-- start MATERIALS PROVIDED --
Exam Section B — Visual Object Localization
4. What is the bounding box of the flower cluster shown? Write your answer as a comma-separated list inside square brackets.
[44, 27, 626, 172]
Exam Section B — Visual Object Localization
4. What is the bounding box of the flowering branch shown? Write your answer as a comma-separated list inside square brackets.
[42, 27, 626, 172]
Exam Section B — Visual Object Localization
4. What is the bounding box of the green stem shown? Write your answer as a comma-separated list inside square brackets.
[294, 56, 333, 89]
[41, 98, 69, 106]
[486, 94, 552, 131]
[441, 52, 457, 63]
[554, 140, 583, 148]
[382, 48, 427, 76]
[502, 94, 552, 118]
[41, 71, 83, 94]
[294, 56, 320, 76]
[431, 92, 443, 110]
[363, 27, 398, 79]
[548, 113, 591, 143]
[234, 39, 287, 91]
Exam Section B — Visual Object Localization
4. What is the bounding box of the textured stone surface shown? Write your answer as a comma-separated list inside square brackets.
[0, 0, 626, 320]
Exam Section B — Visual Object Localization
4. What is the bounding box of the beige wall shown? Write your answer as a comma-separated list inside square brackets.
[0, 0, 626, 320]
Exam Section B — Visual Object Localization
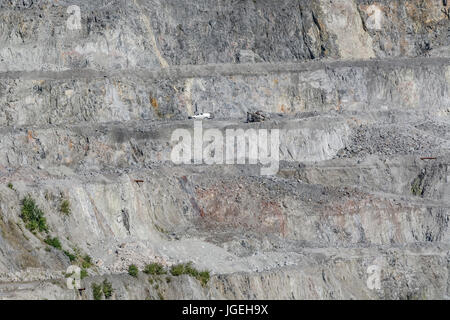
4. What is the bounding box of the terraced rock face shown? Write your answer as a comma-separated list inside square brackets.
[0, 0, 450, 299]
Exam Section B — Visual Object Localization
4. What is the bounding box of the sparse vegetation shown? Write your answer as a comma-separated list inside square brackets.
[144, 262, 167, 275]
[81, 254, 92, 269]
[128, 264, 139, 278]
[102, 279, 114, 299]
[20, 195, 48, 233]
[92, 283, 103, 300]
[411, 176, 423, 196]
[170, 262, 210, 286]
[63, 250, 77, 262]
[44, 237, 62, 250]
[80, 269, 88, 279]
[59, 199, 71, 215]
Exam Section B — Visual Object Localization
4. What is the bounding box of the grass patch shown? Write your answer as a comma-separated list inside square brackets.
[170, 262, 211, 286]
[20, 195, 48, 233]
[44, 237, 62, 250]
[144, 262, 167, 275]
[81, 254, 92, 269]
[63, 250, 77, 262]
[128, 264, 139, 278]
[91, 283, 103, 300]
[102, 279, 114, 299]
[59, 199, 71, 215]
[80, 269, 88, 279]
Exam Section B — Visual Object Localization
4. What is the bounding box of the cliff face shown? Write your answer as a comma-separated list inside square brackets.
[0, 0, 450, 299]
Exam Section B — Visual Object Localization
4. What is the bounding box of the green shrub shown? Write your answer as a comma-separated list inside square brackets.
[81, 254, 92, 269]
[80, 269, 88, 279]
[411, 176, 423, 196]
[144, 262, 167, 275]
[170, 262, 210, 286]
[170, 263, 184, 277]
[63, 250, 77, 262]
[92, 283, 103, 300]
[197, 270, 211, 286]
[128, 264, 139, 278]
[59, 199, 70, 215]
[102, 279, 114, 299]
[20, 195, 48, 232]
[44, 237, 62, 250]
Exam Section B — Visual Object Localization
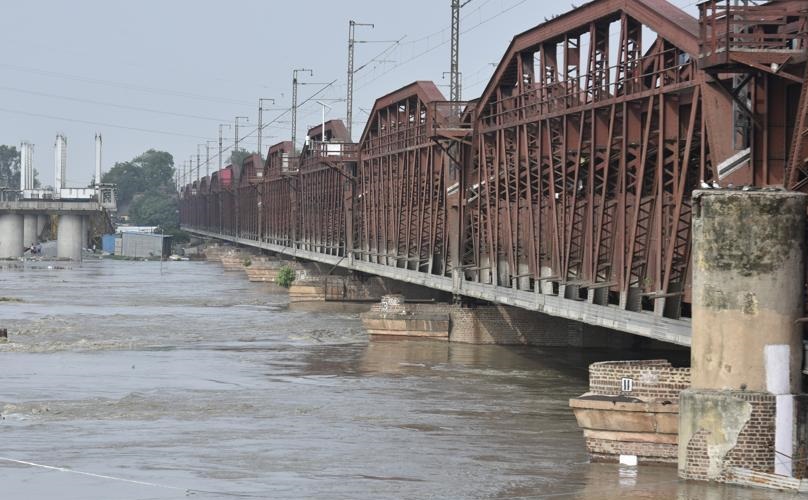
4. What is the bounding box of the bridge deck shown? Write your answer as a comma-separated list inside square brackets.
[182, 226, 690, 346]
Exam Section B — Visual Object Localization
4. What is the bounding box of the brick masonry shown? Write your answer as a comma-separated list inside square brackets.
[679, 391, 777, 482]
[570, 359, 690, 464]
[589, 359, 690, 403]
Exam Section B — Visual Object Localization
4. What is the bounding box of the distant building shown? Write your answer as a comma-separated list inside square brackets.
[115, 232, 171, 259]
[115, 226, 158, 234]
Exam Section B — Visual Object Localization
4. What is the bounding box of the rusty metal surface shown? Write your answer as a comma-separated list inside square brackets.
[181, 0, 808, 332]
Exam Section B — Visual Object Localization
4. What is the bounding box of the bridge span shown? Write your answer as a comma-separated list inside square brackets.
[180, 0, 808, 345]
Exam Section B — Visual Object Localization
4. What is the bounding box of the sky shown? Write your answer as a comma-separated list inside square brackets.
[0, 0, 695, 187]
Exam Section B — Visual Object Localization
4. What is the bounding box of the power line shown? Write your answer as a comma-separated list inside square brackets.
[0, 108, 215, 139]
[185, 79, 337, 184]
[357, 0, 528, 89]
[0, 85, 232, 122]
[0, 63, 252, 106]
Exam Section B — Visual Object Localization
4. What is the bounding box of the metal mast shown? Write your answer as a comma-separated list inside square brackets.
[233, 116, 250, 164]
[219, 123, 230, 170]
[292, 68, 314, 154]
[449, 0, 471, 101]
[196, 144, 202, 183]
[258, 97, 275, 158]
[345, 19, 375, 140]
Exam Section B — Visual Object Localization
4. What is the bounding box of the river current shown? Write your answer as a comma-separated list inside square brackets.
[0, 260, 793, 500]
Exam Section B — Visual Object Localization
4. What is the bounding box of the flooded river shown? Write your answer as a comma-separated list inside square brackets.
[0, 260, 793, 500]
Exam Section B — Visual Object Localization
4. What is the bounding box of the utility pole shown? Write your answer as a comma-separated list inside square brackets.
[345, 19, 375, 141]
[233, 116, 250, 165]
[188, 155, 194, 184]
[205, 141, 216, 179]
[449, 0, 471, 101]
[196, 144, 202, 182]
[258, 97, 275, 159]
[292, 68, 314, 154]
[219, 123, 230, 170]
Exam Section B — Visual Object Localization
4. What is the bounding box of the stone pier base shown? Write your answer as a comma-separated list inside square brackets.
[679, 389, 808, 482]
[362, 295, 635, 348]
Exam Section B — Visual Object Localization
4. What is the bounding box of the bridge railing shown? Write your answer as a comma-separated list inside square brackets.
[699, 0, 808, 68]
[427, 101, 472, 136]
[300, 141, 359, 169]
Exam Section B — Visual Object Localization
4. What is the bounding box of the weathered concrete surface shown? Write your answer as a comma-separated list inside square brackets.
[36, 215, 50, 238]
[182, 226, 690, 346]
[691, 190, 806, 394]
[0, 200, 100, 215]
[0, 214, 24, 259]
[569, 359, 690, 464]
[570, 394, 679, 464]
[678, 389, 752, 481]
[22, 214, 39, 246]
[56, 214, 82, 260]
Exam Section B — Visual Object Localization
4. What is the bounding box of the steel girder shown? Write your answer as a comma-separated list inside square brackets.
[353, 82, 450, 275]
[463, 2, 712, 317]
[181, 0, 808, 324]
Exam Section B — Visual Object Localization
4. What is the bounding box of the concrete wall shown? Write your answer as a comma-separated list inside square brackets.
[363, 302, 634, 347]
[22, 214, 39, 247]
[691, 191, 806, 394]
[56, 214, 83, 261]
[0, 214, 24, 259]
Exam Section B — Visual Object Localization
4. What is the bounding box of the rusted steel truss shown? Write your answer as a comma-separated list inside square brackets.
[353, 82, 458, 275]
[181, 0, 808, 324]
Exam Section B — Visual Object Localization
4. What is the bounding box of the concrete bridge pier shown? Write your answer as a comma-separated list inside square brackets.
-- end MATERIALS PROVIDED --
__INSTRUCTION__. Duplicate every line of the listing above without changes, leaving out the pictures.

__RESPONSE TO THIS EXERCISE__.
Exam Section B — Visual Object Localization
4. What is the bounding box of the flower cluster shown? Write your answer as a comma-separated list inside square brackets.
[44, 27, 626, 172]
Exam Section B — Visual Object Localization
4. What is the bounding box of the flowering branch shown? Write your answer as a comma-separated list inside square brackets.
[42, 27, 626, 172]
Exam Section B — Visual Object Localization
4. What is the bounding box of the green stem shown? Write your answer as a comma-separated list inside square brackets.
[294, 56, 333, 89]
[41, 98, 69, 106]
[486, 94, 552, 131]
[441, 52, 457, 63]
[554, 140, 583, 148]
[382, 48, 427, 76]
[502, 94, 552, 118]
[41, 71, 83, 94]
[294, 56, 320, 76]
[431, 92, 443, 110]
[363, 27, 398, 79]
[548, 113, 591, 143]
[234, 39, 287, 91]
Exam Section B — Visual Object Localization
4. What is the bounding box of the textured stone surface shown? Write your answer as a comma-separated list inside square brackets.
[0, 0, 626, 320]
Exam Section B — Visual Object Localization
4. What is the bounding box of the beige wall shown? Write your answer as a comma-separated list inside square brackets.
[0, 0, 626, 320]
Exam Section B — Visual Object Localization
4. What is the bounding box of the terraced rock face shown? Write your answer as a comma-separated list inside square brackets.
[0, 0, 450, 299]
Exam Section B — Visual Object Localization
4. What is the bounding box of the sparse vegetation shown? Write your answer as a comma-separated list inside square brackets.
[144, 262, 167, 275]
[81, 254, 92, 269]
[128, 264, 139, 278]
[102, 279, 114, 299]
[20, 195, 48, 233]
[92, 283, 103, 300]
[411, 176, 423, 196]
[170, 262, 210, 286]
[63, 250, 77, 262]
[44, 237, 62, 250]
[80, 269, 88, 279]
[59, 199, 71, 215]
Exam Section B — Visual Object Localization
4. What is the bounding box of the grass patch shown? Write your answer as a comma-separated list inside square brackets.
[170, 262, 211, 286]
[20, 195, 48, 233]
[44, 237, 62, 250]
[144, 262, 167, 275]
[81, 254, 92, 269]
[63, 250, 77, 262]
[128, 264, 139, 278]
[91, 283, 103, 300]
[102, 279, 114, 299]
[59, 199, 71, 215]
[80, 269, 88, 279]
Exam Section B — Visual Object Localization
4. What is the bounding box of the cliff face shown? Write your answer as a comma-separated list inside square brackets.
[0, 0, 450, 299]
Exam Section B — Visual Object Localization
4. What is the bounding box of the green shrub shown? Write your answer as a comma-separated list inside square brackets.
[81, 254, 92, 269]
[80, 269, 88, 279]
[411, 176, 423, 196]
[144, 262, 167, 275]
[170, 262, 210, 286]
[170, 263, 184, 277]
[63, 250, 77, 262]
[92, 283, 103, 300]
[197, 270, 211, 286]
[128, 264, 139, 278]
[59, 199, 70, 215]
[102, 279, 114, 299]
[20, 195, 48, 232]
[44, 237, 62, 250]
Exam Section B — Visual Object Localization
4. What is the bounding box of the bridge deck shown? Write your answer as a comma-separated list inside square brackets.
[182, 226, 690, 346]
Exam Section B — Visual Object Localization
4. What is the bounding box of the brick masonry shown? Write your answer as a comma-separated list inside square brackets.
[679, 391, 777, 482]
[570, 359, 690, 464]
[589, 359, 690, 403]
Exam Section B — Visual Object Localization
4. What is the bounding box of the distant building shown? Write your answer as a comma-separated list inside square brackets.
[115, 232, 171, 259]
[115, 226, 158, 234]
Exam Section B — Visual Object Localization
4. What is the bounding box of the rusty metal surface shown? Write your answer as a comma-separated list inside square brackets.
[181, 0, 808, 332]
Exam Section B — Visual Object Localization
4. What is the bounding box of the bridge span shown? Write your answer as a comma-separated list inside square brackets.
[180, 0, 808, 345]
Exam Section B — Visual Object Localization
4. What is the bounding box of the sky shown? Write your answer as a comma-separated list inside square brackets.
[0, 0, 695, 187]
Exam Section B — Visual Object Localization
4. What is the bounding box of the power line shown? Write your answer as a comma-separated list inside square brackets.
[0, 108, 215, 139]
[185, 79, 337, 184]
[357, 0, 528, 89]
[0, 85, 232, 122]
[0, 63, 252, 106]
Exam Section B — Visual Object Localization
4. What is the bounding box of the metal mast shown? Write your answer as a comma-separated list inside square brackets.
[233, 116, 250, 164]
[219, 123, 230, 170]
[292, 68, 314, 154]
[449, 0, 471, 101]
[196, 144, 202, 183]
[258, 97, 275, 158]
[345, 19, 375, 140]
Exam Section B — Visual Object Localization
4. What is the bounding box of the river current shown? Write your answer as a comma-separated list inside square brackets.
[0, 260, 793, 500]
Exam Section B — Visual Object Localization
4. What is the bounding box of the flooded river shown? Write your answer as a comma-separated list inside square brackets.
[0, 260, 793, 500]
Exam Section B — Visual Object Localization
4. What is the bounding box of the utility pole shown? Write your answer as a comma-separated list inside square brackets.
[345, 19, 375, 141]
[233, 116, 250, 165]
[188, 155, 194, 184]
[205, 141, 216, 179]
[449, 0, 471, 101]
[196, 144, 202, 182]
[258, 97, 275, 159]
[292, 68, 314, 154]
[219, 123, 230, 170]
Exam Section B — Visual Object Localization
4. What is the bounding box of the stone pier base shown? Write your answer as a comma-separated list inside square brackets.
[679, 389, 808, 482]
[362, 295, 635, 348]
Exam Section B — Visual Object Localization
4. What is the bounding box of the bridge railing shown? Write your answer as a comma-separated list inside square brackets.
[699, 0, 808, 68]
[427, 101, 472, 136]
[300, 141, 359, 169]
Exam Section B — Visual Object Localization
4. What is the bounding box of the weathered concrete surface shown? Write your answer as a comma-separated list inside square brackets.
[36, 215, 50, 238]
[182, 226, 690, 346]
[691, 190, 806, 394]
[0, 200, 100, 215]
[0, 214, 24, 259]
[569, 359, 690, 464]
[570, 394, 679, 464]
[678, 389, 752, 481]
[22, 214, 39, 246]
[56, 214, 82, 260]
Exam Section B — Visual Object Localization
4. What is the bounding box of the steel girder shown? Write your answer as a comma-separated list inside square brackets.
[353, 82, 450, 275]
[463, 2, 712, 317]
[181, 0, 808, 324]
Exam Section B — Visual Object Localization
4. What is the bounding box of the concrete wall shown? Write your answer as a comma-separated list inside square brackets.
[363, 302, 634, 347]
[22, 214, 39, 247]
[691, 191, 806, 394]
[56, 214, 83, 261]
[0, 214, 24, 259]
Exam Section B — Visual Object Localization
4. What is the bounding box of the rusted steel truss shown? Write your answer as a comma-separated list inside square brackets.
[353, 82, 458, 275]
[181, 0, 808, 324]
Exam Section B — Visual Object Localization
4. What is the bounding box of the concrete bridge pier shown? Write your answer as a comma-separated list inside square brackets.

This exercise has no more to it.